REQUIREMENT:
Beginning at the first line of the data, print each line exactly, stopping after the line that contains "find the statue beak in the photo above".

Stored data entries
* * * * * * * * *

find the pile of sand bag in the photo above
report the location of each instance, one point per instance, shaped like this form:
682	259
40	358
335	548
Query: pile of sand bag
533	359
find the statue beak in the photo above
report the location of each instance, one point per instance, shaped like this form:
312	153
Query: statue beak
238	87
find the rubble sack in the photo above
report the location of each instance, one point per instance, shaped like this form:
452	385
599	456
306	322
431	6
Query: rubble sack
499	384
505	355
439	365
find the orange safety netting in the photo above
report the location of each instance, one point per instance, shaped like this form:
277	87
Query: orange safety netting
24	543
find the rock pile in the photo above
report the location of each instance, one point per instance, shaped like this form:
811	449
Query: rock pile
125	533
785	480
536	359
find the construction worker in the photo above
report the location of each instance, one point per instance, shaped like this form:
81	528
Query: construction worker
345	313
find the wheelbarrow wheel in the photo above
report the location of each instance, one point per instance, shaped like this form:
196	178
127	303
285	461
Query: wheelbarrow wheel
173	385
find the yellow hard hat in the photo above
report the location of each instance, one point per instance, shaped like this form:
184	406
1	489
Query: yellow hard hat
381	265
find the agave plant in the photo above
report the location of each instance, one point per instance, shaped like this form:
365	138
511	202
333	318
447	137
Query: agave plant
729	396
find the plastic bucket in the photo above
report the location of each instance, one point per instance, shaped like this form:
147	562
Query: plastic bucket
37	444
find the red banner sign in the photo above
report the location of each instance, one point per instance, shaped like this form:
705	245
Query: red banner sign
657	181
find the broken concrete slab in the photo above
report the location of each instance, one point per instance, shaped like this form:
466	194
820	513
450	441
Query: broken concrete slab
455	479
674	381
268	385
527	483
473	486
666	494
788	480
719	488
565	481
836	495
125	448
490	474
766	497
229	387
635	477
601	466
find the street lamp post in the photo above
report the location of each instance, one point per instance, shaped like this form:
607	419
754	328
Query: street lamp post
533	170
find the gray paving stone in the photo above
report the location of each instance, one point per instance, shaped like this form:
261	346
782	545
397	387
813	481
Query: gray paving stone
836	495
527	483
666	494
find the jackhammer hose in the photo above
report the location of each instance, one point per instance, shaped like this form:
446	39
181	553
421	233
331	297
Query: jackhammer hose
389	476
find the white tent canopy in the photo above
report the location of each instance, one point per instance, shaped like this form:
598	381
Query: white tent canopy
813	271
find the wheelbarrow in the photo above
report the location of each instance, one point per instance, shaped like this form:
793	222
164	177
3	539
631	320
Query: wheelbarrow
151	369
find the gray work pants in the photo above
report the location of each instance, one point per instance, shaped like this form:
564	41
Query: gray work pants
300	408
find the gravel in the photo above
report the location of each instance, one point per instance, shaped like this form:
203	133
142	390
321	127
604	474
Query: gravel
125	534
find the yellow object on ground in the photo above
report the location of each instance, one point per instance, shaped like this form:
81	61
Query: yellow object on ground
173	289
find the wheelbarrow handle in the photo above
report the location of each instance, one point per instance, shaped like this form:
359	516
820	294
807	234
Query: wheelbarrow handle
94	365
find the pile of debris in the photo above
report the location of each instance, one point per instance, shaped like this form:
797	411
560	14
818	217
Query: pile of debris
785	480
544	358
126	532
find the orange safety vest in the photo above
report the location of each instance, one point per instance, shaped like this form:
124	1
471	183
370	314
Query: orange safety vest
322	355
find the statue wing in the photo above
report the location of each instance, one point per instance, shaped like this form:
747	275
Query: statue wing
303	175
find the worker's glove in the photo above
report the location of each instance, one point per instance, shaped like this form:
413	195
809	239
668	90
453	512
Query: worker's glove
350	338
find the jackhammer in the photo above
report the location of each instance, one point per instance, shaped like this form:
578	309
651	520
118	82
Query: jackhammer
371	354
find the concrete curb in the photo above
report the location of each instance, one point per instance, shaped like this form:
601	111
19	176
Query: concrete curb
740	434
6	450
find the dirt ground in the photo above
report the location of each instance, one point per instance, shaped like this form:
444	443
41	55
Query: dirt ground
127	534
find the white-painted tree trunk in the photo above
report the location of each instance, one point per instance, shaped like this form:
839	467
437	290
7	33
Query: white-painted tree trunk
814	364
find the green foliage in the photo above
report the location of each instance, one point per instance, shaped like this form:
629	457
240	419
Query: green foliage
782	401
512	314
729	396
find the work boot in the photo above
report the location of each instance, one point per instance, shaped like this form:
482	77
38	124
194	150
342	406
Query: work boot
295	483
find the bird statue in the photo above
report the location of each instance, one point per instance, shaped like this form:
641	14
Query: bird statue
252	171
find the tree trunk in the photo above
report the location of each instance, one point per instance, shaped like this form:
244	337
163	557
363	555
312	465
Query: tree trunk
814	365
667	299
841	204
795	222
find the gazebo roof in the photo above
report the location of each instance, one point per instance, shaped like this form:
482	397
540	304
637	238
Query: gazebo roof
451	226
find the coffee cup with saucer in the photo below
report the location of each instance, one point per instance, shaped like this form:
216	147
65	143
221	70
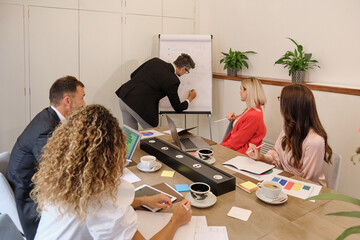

* * * * * * * * *

RESPONSE TO THIS EXERCISE:
find the pile of sand bag in the photo above
report the location of each instance, one point per instance, shaped like this form:
682	259
40	358
335	548
Query: pile of sand bag
533	359
find the statue beak in the photo above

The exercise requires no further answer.